Exercise text:
Aired August 22, 2018 - 04:00   ET


[04:00:13] DAVE BRIGGS, CNN ANCHOR: Michael Cohen, guilty, implicating the president. Paul Manafort, guilty of financial crimes. What does all this mean for President Trump who a prominent law professor calls a co-conspirator in the White House?

CHRISTINE ROMANS, CNN ANCHOR: Would you buy golf clothes for yourself and write it off as a gift for Wounded Warriors? An indictment says California Congressman Duncan Hunter spent a quarter million dollars in campaign cash on his lifestyle.

BRIGGS: And murder charges have been filed against the man police say killed an Iowa college student. The suspect, an undocumented immigrant.

ROMANS: That is not the outcome anybody wanted.

BRIGGS: No, it is not.

Good morning, everyone. Welcome to an EARLY START on an extraordinarily busy day. I'm Dave Briggs.

ROMANS: It is a busy morning, folks. I'm Christine Romans. It is Wednesday, August 22nd. It's 4:00 a.m. in the East.

So, let's get startled. A stunned, rattled, blindsided, our sources say about the reaction inside the White House after a pair of top Trump aides become convicted felons, Michael Cohen, the president's former lawyer, pleaded guilty in New York. He admitted he coordinated with Mr. Trump to keep a scandal quiet during the campaign.

At nearly the same moment a jury returned guilty investigators against former Trump campaign chairman, former campaign chairman Paul Manafort. Eight counts of financial crimes.

Dataset:

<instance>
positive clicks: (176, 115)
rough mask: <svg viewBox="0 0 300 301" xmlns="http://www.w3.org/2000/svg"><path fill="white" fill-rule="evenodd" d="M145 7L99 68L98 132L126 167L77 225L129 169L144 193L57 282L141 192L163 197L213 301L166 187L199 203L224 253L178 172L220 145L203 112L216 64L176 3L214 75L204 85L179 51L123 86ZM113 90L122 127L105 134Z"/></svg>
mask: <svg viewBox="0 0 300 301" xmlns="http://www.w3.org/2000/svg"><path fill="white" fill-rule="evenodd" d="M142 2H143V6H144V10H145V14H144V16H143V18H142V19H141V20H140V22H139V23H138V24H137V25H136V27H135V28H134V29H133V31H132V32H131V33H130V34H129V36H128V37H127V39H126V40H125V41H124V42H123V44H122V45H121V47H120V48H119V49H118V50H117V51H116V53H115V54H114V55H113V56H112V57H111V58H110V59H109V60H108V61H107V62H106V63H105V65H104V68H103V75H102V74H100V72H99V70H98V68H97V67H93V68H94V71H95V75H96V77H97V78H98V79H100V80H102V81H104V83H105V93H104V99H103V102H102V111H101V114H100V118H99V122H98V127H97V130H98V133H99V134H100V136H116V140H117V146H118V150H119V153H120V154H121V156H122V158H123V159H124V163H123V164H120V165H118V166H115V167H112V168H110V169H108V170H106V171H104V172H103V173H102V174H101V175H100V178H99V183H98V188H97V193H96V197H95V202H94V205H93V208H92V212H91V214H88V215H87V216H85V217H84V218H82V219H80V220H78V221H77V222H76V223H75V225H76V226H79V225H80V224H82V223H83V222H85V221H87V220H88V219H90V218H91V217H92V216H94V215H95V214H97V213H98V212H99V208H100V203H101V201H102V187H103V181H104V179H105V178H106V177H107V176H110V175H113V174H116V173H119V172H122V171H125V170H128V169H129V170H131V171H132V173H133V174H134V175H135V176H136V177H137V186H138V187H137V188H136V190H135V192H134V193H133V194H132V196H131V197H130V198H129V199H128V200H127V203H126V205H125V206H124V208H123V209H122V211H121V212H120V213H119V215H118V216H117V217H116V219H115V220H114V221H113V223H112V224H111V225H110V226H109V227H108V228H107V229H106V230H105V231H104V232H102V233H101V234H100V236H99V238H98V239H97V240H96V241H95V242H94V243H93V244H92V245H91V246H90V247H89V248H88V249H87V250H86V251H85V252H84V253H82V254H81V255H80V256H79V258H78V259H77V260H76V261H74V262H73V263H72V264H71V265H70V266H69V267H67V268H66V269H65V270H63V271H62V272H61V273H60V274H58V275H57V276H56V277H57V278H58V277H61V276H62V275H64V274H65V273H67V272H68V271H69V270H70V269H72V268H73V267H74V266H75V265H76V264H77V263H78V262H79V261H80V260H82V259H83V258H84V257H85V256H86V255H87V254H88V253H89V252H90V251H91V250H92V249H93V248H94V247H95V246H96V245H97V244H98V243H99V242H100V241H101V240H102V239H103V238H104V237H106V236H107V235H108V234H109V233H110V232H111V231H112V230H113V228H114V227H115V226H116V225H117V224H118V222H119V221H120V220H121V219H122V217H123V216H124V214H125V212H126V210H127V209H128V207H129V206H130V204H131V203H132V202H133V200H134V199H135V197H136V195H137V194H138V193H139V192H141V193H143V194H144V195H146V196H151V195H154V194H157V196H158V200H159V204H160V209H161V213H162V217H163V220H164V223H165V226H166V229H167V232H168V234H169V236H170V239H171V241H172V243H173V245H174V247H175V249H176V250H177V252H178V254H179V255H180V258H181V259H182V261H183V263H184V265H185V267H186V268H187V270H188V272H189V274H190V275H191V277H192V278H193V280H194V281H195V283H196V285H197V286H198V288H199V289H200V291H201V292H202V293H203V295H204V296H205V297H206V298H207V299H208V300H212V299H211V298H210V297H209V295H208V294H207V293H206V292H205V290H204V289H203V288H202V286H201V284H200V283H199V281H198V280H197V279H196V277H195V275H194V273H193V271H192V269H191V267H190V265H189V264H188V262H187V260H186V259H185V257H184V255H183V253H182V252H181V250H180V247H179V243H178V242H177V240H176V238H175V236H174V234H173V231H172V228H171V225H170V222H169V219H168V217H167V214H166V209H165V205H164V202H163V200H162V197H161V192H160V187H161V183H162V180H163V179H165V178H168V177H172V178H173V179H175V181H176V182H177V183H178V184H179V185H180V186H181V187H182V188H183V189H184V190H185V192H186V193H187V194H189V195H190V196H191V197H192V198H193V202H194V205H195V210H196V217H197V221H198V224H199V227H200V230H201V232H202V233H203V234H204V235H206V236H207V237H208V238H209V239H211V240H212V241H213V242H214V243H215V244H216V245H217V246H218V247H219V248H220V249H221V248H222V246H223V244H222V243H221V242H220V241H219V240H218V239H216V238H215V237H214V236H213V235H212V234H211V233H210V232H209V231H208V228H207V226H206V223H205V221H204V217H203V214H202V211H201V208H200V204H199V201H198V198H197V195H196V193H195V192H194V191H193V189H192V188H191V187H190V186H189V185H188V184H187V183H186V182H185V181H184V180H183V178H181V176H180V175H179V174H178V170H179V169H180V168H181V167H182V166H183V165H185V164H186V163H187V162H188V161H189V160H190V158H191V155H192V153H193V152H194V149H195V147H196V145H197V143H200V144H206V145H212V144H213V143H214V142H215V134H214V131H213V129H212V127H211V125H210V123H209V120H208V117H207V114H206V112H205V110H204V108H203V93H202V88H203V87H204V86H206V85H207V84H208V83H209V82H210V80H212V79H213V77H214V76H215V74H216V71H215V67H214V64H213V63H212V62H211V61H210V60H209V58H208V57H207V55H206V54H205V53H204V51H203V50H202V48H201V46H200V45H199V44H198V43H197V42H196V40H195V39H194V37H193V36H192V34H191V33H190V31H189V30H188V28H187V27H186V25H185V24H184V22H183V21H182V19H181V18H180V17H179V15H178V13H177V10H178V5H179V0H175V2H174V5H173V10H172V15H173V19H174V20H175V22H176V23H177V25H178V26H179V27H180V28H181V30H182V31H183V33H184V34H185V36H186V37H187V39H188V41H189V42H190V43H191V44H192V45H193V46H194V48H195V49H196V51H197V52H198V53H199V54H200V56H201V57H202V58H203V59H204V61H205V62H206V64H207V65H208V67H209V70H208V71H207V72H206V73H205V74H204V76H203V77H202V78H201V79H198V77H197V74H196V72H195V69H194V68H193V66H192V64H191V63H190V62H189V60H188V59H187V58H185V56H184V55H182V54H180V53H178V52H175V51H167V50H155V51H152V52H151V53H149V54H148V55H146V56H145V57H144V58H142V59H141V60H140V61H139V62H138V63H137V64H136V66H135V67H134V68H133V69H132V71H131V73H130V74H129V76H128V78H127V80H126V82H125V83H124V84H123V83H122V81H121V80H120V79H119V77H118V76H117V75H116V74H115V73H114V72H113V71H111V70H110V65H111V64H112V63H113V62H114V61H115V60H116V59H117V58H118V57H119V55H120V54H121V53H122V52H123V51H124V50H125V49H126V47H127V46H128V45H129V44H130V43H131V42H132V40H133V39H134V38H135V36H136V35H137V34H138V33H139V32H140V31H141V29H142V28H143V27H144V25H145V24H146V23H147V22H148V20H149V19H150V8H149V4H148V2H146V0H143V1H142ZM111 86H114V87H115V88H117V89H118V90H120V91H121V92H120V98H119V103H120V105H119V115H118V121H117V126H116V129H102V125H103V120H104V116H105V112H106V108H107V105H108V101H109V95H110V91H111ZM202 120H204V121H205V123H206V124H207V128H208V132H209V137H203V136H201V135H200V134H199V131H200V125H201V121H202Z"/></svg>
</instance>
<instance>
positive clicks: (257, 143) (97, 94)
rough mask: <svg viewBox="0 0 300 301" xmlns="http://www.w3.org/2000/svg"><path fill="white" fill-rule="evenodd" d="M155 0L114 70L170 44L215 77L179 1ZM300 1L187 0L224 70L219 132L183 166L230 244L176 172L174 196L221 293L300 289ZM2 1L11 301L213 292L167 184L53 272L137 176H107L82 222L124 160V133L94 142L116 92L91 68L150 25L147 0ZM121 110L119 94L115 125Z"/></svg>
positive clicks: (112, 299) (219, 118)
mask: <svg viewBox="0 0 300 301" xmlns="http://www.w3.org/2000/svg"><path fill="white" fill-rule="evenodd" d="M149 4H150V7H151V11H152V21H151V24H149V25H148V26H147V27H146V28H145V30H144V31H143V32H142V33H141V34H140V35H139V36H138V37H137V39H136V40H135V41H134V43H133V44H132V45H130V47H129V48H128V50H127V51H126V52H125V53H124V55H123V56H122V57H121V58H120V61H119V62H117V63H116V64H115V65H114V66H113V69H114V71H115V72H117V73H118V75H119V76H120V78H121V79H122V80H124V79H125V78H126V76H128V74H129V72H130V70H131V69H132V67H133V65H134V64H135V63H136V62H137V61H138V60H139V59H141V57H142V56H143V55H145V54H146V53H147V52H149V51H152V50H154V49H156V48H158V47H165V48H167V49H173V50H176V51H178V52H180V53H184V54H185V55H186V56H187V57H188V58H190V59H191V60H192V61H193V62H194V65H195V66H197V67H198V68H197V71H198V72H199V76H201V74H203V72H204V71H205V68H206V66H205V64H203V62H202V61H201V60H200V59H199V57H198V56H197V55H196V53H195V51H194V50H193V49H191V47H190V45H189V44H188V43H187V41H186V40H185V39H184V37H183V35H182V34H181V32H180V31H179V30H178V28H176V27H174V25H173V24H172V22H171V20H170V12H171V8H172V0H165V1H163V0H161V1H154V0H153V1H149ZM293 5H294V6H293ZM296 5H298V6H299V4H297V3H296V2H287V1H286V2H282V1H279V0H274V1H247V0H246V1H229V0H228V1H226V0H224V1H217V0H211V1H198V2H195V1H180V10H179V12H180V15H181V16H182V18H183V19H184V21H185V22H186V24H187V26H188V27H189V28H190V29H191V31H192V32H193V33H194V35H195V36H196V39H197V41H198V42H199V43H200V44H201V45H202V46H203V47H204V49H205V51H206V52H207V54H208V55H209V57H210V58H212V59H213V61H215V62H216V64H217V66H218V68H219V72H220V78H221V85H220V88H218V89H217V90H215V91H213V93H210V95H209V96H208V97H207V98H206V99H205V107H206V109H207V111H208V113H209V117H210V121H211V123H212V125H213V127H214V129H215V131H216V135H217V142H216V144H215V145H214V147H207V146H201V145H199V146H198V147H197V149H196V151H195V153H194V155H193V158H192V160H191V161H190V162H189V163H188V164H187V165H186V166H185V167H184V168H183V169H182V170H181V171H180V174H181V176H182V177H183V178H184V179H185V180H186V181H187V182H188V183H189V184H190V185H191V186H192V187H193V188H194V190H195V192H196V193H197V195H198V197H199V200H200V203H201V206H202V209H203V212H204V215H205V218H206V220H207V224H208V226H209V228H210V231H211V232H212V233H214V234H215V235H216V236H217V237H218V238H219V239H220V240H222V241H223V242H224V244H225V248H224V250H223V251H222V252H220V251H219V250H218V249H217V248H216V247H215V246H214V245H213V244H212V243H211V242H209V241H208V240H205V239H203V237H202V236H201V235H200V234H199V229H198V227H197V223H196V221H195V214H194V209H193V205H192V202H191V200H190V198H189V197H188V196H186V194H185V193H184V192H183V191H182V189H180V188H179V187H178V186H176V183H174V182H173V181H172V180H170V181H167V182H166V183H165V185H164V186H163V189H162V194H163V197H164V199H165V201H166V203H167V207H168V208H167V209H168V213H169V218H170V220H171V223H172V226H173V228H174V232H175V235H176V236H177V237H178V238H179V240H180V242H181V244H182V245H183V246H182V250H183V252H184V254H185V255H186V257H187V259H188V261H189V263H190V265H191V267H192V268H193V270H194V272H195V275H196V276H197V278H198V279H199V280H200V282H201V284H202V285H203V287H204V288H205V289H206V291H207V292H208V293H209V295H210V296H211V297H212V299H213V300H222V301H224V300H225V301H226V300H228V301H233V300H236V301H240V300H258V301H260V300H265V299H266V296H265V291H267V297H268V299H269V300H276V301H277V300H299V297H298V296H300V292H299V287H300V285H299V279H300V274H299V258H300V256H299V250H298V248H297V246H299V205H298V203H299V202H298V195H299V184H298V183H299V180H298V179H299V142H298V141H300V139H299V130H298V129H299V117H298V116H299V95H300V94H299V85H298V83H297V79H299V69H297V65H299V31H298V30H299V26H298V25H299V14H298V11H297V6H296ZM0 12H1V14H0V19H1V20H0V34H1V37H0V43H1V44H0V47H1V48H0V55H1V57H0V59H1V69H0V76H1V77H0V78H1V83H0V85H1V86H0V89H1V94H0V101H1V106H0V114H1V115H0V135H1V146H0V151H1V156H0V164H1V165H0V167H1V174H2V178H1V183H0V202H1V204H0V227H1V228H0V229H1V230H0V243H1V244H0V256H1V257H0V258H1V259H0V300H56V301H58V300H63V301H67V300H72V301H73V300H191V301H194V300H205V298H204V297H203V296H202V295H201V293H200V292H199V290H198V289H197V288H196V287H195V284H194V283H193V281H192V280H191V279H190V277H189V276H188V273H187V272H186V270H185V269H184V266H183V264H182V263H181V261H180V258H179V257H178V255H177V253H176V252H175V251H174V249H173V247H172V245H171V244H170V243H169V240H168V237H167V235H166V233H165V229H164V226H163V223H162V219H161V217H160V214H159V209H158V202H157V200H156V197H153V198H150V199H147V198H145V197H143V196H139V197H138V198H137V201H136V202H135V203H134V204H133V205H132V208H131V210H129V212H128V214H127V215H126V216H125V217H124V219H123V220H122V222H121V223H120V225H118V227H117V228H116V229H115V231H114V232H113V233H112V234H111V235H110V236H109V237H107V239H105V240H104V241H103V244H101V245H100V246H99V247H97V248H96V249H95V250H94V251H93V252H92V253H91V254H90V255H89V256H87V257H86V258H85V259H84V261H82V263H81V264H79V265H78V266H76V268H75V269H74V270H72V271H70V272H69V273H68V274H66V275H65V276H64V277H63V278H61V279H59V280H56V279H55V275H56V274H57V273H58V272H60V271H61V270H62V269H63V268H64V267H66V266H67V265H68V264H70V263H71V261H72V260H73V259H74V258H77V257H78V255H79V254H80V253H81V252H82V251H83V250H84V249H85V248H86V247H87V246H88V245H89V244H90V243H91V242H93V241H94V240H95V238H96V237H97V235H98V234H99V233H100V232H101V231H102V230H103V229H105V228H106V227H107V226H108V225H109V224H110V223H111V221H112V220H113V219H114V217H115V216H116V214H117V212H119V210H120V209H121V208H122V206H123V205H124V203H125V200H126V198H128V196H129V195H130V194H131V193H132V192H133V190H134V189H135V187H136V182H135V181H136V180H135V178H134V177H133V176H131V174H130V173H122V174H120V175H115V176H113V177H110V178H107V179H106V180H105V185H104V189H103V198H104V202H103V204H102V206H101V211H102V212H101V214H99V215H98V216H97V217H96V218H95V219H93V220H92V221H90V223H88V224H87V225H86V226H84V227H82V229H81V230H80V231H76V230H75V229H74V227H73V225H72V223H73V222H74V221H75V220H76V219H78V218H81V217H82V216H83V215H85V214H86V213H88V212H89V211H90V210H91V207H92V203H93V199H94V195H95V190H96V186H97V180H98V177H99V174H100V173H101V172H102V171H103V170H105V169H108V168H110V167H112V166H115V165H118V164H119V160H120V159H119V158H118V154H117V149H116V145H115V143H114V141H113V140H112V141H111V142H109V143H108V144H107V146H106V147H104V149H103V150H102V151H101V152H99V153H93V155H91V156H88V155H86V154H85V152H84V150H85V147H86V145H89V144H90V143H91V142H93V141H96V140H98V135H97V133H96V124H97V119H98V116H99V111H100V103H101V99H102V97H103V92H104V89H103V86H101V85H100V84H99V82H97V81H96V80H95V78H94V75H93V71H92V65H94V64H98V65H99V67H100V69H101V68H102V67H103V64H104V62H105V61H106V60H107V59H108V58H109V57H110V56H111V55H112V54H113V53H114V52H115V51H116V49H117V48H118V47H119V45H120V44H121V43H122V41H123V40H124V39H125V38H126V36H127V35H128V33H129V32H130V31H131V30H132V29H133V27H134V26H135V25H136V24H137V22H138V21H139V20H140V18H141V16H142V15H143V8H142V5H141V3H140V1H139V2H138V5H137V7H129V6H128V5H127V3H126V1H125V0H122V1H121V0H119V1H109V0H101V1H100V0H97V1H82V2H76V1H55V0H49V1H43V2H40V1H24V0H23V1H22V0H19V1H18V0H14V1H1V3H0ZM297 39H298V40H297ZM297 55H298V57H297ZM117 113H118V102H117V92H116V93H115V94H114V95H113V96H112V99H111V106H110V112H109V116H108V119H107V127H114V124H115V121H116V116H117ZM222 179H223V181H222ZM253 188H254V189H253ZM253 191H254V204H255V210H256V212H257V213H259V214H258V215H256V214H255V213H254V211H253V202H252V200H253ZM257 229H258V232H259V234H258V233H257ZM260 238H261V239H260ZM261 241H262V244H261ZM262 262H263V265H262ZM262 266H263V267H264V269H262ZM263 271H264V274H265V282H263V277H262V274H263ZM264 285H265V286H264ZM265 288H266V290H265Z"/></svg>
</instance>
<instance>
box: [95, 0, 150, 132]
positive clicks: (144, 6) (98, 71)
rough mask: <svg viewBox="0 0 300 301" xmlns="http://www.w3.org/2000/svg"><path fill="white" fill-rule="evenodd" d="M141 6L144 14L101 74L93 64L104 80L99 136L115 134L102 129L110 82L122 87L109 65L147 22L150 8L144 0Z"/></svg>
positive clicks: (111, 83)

Exercise tasks:
- A) For each statement below, say whether it agrees with the broadcast transcript. Answer yes or no and quote the words of the transcript that decide it.
(i) Paul Manafort was found guilty on eight counts.
(ii) Duncan Hunter represents Texas in Congress.
(iii) The broadcast aired on a Tuesday.
- B) Using the broadcast transcript, answer these questions:
(i) How much campaign cash is Duncan Hunter said to have spent on his lifestyle?
(ii) Where did Michael Cohen plead guilty?
(iii) What time in the East does Romans give?
- C) Write a continuation of the broadcast transcript, picking up after its final sentence.

Answers for the exercise:
- A)
(i) Yes: "Eight counts of financial crimes."
(ii) No: "California Congressman Duncan Hunter"
(iii) No: "It is Wednesday, August 22nd."

- B)
(i) A quarter million dollars
(ii) New York
(iii) 4:00 a.m.

- C)
BRIGGS: A source close to the White House says Cohen's plea deal sounds terrible for the president. A Republican congressional source telling CNN top party leaders are, quote, trying to catch their breath. Even the president's supporters see the significance of the convictions. "The Drudge Report" calling it Trump hell hour.

The attorney for Michael Cohen says the president's long-time fixer is no longer in his court.

(BEGIN VIDEO CLIP) LANNY DAVIS, MICHAEL COHEN'S ATTORNEY: Patriotism and love of country caused him to recognize the danger of this particular president, his lack of suitability to be president of the United States. And his decision as he said to me late one night to hit the reset button on his life and his previous loyalty to such a man that he considered especially after Helsinki to be a danger to our country.


ROMANS: The plea deal means Cohen likely faces three-to-five years in prison, at his sentencing December 12th. The president's legal team going after what they call Cohen's lies and dishonesty.

CNN's Shimon Prokupecz has more on Cohen's plea deal.


SHIMON PROKUPECZ, CNN CRIME & JUSTICE REPORTER: Dave and Christine, Michael Cohen, Donald Trump's former personal attorney and a member of his inner circle pleaded guilty Tuesday, admitted that in coordination and at the direction of the president, he acted to keep information that would have been harmful to the campaign from becoming public during the 2016 election. Now, of course, that information has to do with payments to porn star Stormy Daniels and former Playboy model Karen McDougal, who have accused the president of having an affair with him. He has denied having affairs with them.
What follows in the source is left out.